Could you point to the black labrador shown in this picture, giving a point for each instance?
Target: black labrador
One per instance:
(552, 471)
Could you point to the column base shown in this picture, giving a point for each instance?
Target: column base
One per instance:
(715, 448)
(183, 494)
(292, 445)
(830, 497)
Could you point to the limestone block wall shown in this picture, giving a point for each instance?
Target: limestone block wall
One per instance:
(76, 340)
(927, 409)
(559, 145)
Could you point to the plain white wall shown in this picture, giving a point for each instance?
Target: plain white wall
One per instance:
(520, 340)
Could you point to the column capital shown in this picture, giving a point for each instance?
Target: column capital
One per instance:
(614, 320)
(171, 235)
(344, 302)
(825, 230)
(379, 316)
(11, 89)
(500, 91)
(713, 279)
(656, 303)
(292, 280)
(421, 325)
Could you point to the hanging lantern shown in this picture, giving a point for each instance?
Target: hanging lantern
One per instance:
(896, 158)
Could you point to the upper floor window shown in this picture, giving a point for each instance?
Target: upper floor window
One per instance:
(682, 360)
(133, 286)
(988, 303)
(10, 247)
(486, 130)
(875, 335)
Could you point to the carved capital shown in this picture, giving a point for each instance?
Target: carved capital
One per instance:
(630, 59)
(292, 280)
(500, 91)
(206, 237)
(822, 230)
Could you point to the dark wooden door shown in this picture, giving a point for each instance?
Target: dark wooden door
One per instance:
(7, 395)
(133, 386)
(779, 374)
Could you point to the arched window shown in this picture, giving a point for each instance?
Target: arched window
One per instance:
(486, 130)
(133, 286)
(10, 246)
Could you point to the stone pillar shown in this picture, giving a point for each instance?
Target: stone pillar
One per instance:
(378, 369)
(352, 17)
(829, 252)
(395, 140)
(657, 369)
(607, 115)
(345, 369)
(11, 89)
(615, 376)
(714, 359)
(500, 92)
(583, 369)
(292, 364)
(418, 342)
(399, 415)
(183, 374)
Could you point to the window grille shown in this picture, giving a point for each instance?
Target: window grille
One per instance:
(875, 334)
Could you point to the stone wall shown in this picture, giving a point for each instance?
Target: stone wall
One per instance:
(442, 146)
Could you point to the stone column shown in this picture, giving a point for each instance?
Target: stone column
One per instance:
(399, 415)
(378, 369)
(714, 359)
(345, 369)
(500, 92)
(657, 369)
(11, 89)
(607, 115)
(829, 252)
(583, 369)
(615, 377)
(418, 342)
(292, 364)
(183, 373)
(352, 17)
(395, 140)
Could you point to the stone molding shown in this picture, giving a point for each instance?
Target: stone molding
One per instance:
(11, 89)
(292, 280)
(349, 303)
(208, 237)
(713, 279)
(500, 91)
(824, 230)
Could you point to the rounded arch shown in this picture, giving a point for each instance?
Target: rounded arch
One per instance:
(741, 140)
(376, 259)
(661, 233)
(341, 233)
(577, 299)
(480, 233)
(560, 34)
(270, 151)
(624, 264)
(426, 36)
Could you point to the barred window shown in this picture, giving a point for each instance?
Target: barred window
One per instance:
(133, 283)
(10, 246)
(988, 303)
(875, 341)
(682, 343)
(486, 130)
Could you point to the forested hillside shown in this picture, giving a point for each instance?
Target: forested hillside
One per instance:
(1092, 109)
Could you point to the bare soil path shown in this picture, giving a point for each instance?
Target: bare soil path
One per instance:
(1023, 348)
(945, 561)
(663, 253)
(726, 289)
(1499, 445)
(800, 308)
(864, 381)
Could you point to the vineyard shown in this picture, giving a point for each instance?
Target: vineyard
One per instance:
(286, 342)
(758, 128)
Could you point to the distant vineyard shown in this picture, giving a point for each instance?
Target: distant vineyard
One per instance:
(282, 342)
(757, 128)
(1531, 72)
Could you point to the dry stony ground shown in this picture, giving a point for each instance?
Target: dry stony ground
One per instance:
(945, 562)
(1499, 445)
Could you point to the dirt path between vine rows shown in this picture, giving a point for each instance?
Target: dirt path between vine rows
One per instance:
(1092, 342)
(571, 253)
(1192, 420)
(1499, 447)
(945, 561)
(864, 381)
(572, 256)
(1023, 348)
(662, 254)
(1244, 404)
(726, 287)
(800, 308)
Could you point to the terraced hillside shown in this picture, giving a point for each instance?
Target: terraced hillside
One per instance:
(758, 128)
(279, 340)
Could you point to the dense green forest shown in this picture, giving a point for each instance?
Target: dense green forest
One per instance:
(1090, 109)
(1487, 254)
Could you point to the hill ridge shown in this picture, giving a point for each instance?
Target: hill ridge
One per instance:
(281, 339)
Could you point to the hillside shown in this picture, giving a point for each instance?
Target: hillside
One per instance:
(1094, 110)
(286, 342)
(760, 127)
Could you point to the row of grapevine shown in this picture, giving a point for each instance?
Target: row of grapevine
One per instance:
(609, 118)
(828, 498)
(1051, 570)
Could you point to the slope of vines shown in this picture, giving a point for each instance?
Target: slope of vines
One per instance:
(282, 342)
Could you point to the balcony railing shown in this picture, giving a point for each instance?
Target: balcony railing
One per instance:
══════════════════════════════
- _Instructions for the task_: Rewrite the part of the listing that opens with the line containing "Could you point to the terraced" and runs through the end of the listing as a JSON list of strings, one string per line, leaving out blank lines.

- _The result_:
[
  "Could you point to the terraced hillside shown in this picture, giving a point for each instance?",
  "Target: terraced hillside",
  "One per instance:",
  "(758, 128)",
  "(279, 340)",
  "Could you point to the dense green forest shown in this picture, giving a point for each instance?",
  "Target: dense green forest",
  "One per instance:",
  "(1090, 109)",
  "(1487, 254)",
  "Could you point to the hill ridge shown in this picture, giving a point for each instance?",
  "Target: hill ridge",
  "One per instance:",
  "(281, 339)",
  "Could you point to the hillside shown in this picture, giving a point for each instance?",
  "Target: hillside",
  "One per instance:",
  "(1094, 110)",
  "(286, 342)",
  "(760, 127)",
  "Could you point to the row of grapevine shown in this picture, giving a point for each instance?",
  "Target: row of grapevine",
  "One per instance:",
  "(609, 118)",
  "(828, 498)",
  "(1051, 570)",
  "Could you point to the slope of vines shown in this picture, giving a point for each instance?",
  "Target: slope of vines",
  "One per instance:",
  "(282, 342)",
  "Could you point to the balcony railing shown in this picture, giving a point for each instance?",
  "Target: balcony railing",
  "One per instance:"
]